Stored records
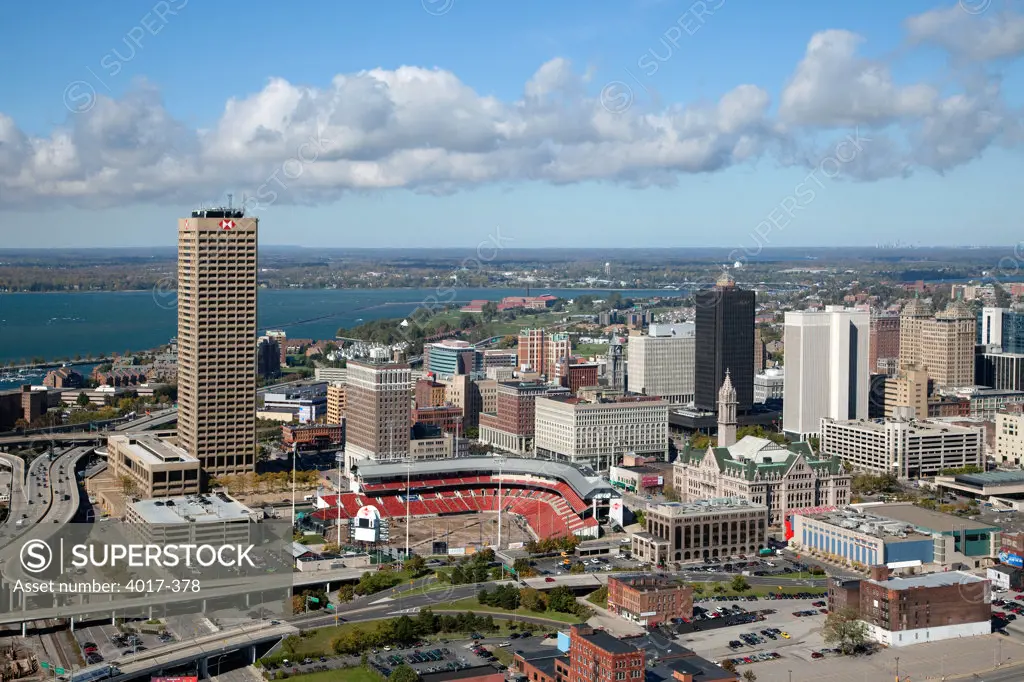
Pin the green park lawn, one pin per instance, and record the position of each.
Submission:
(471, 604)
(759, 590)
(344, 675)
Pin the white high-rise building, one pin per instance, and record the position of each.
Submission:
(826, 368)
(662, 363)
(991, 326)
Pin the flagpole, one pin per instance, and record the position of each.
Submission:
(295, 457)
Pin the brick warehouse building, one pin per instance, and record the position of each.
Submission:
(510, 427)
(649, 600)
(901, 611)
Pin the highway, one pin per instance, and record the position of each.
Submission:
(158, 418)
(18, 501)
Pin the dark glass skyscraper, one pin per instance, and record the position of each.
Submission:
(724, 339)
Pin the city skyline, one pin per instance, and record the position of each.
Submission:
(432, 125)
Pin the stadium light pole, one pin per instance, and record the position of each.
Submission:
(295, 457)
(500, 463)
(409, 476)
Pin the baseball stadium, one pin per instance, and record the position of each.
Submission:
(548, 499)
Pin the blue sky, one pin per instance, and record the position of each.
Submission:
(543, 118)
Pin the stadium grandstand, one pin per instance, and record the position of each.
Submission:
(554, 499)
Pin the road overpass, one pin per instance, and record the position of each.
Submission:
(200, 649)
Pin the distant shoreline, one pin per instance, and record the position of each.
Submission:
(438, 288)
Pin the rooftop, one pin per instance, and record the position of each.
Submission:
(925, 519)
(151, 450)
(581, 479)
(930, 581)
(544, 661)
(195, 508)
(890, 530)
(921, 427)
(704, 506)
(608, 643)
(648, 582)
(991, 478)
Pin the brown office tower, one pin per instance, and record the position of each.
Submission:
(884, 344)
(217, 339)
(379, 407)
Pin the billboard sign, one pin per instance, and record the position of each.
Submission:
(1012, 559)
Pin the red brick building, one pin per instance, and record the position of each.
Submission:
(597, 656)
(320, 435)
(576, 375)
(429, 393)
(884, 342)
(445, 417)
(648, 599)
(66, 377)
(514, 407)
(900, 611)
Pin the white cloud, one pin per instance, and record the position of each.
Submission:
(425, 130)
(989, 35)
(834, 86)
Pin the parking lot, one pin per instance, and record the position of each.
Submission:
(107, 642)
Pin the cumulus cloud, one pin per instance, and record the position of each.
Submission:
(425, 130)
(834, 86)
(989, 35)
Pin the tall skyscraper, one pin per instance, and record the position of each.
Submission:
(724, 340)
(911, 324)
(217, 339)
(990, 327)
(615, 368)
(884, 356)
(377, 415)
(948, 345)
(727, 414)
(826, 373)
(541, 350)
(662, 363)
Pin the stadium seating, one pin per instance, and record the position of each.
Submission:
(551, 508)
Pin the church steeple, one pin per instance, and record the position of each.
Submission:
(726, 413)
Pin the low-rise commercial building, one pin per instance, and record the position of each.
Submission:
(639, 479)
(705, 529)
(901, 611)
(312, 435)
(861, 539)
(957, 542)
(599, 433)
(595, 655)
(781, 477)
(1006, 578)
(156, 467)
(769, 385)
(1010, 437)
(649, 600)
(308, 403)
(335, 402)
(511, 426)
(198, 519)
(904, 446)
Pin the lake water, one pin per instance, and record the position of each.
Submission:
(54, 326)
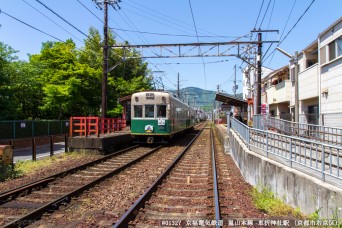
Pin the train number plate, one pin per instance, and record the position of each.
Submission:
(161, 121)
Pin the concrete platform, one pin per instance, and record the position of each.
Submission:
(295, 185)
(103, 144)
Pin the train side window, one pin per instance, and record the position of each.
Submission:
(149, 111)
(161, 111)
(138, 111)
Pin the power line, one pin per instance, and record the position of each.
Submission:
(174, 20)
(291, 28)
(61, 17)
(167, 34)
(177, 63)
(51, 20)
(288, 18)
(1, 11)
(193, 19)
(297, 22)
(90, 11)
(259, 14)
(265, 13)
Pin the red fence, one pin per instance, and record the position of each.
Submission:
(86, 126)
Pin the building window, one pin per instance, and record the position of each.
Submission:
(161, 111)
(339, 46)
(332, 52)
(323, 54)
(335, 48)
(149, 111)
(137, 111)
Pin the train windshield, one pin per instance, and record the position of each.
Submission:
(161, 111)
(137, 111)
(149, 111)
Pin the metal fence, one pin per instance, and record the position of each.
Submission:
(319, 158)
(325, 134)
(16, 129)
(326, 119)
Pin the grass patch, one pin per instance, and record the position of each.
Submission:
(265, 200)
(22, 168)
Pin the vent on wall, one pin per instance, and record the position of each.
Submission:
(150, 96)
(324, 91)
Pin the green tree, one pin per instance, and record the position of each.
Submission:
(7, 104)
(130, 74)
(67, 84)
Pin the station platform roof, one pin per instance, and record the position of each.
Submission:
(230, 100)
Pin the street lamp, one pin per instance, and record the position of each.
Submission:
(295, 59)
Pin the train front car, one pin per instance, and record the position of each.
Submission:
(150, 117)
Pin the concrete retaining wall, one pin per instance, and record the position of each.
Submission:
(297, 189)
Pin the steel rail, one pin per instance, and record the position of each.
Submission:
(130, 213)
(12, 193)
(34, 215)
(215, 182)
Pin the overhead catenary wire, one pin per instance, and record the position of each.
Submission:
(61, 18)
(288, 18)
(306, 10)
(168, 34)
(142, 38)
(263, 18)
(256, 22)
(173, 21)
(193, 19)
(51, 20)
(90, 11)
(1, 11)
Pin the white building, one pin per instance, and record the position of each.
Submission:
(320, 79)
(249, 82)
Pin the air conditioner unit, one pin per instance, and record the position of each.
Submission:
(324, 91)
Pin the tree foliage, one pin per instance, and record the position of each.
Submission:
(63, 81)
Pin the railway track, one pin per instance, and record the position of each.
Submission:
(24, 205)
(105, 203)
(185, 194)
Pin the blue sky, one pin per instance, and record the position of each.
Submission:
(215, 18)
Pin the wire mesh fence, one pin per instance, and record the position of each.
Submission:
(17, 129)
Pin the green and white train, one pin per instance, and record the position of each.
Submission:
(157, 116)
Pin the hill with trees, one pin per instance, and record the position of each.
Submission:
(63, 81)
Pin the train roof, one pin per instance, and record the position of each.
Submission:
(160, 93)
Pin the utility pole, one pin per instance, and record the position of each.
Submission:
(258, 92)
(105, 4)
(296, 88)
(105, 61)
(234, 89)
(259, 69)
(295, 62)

--

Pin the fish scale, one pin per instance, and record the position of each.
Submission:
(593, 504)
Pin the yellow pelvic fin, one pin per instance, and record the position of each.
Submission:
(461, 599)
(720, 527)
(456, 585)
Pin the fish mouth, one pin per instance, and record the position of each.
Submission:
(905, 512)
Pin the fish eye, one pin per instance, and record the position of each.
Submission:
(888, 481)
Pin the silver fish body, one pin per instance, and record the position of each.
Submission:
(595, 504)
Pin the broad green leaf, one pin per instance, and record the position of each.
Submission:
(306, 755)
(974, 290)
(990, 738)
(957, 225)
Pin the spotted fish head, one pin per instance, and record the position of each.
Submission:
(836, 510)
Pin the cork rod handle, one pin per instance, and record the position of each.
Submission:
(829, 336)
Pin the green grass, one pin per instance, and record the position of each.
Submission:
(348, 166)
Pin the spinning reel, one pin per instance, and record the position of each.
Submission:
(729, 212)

Written task: Gather and copy every line of the data above that contains the string "wall". Uppercase and lowercase letters count as different.

Written answer:
Pin the vent on wall, one pin per instance, and record the position of each.
Pin the concrete retaining wall, one pin per instance, and record the position of each.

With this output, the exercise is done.